• **Source text**:
::::
Reform opponents continue to spread myths about components of America's Affordable Health Choices Act, including the nonsensical claim that the federal government has no constitutionally valid role in reforming our health care system--apparently ignoring the validity of Medicare and other popular federal health reforms.
MYTH:'Health insurance reform could be unconstitutional…or violate the 10th amendment.'
FACT: As with Medicare and Medicaid, the federal government has the Constitutional power to reform our health care system.
The 10th amendment to the U.S. Constitution states that the powers not delegated to the federal government by the Constitution, nor prohibited by it to the states, are reserved to the states … or to the people. But the Constitution gives Congress broad power to regulate activities that have an effect on interstate commerce. Congress has used this authority to regulate many aspects of American life, from labor relations to education to health care to agricultural production. Since virtually every aspect of the heath care system has an effect on interstate commerce, the power of Congress to regulate health care is essentially unlimited.
::::
• **Source data**:

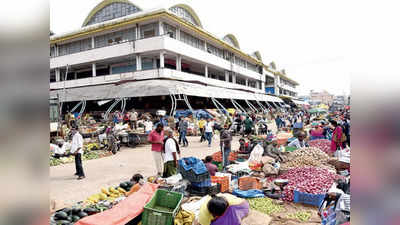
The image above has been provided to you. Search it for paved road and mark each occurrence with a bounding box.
[50,137,239,205]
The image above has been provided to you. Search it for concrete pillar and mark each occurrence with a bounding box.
[92,36,95,49]
[158,20,166,35]
[55,68,61,82]
[176,27,181,41]
[176,55,182,71]
[136,55,142,71]
[160,52,165,68]
[92,63,96,77]
[136,24,140,40]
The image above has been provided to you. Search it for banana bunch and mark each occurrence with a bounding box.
[174,210,195,225]
[86,187,126,204]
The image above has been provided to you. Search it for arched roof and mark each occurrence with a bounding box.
[223,34,240,49]
[169,4,203,28]
[82,0,142,27]
[253,51,262,62]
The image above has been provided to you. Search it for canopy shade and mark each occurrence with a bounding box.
[50,80,283,102]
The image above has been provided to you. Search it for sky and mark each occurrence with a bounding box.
[50,0,350,96]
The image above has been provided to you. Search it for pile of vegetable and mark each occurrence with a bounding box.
[212,151,238,162]
[308,139,331,153]
[287,211,311,222]
[50,151,111,166]
[85,181,133,204]
[50,208,100,225]
[281,147,334,170]
[174,210,195,225]
[268,167,341,202]
[248,198,283,215]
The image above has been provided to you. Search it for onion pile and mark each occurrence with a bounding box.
[308,139,331,153]
[268,167,341,201]
[281,147,334,170]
::::
• **Description of the task**:
Carry on the text on the constitutionality of health care reform, picking up right after its last sentence. These entries have nothing to do with the text on the constitutionality of health care reform.

• **Task response**:
The 10th amendment does not authorize states to constrict Congress' power under the commerce clause. As the Supreme Court has held, Congress can bar racial discrimination in Ollie's Barbeque in Alabama (Katzenbach v. McClung) or the growing and sale of medical marijuana in California (Gonzales v. Raich), even in the face of state laws permitting such behavior.
The 10th amendment does place one significant limit on Congress and the federal government: Congress cannot “commandeer” state officials to administer programs. It must get the consent of state officials who are asked, e.g., to run health programs for the poor or to help build highways. Typically, Congress obtains that consent by providing financial support to the states. A state is free to refuse the support and refuse to assist the federal government in administering the program, but Congress can authorize the federal government to administer the program on its own. Thus, Congress cannot force a state to administer a health insurance exchange, but it can authorize the federal government to administer such an exchange in any state that declines to do so.
One of the myth's most highly visible proponents has now 'backed away from earlier statements' here in an interview with ABC News' George Stephanopoulos:
STEPHANOPOULOS: So just to be clear, are you suggesting that any parts of the plan as the President has laid it out are unconstitutional?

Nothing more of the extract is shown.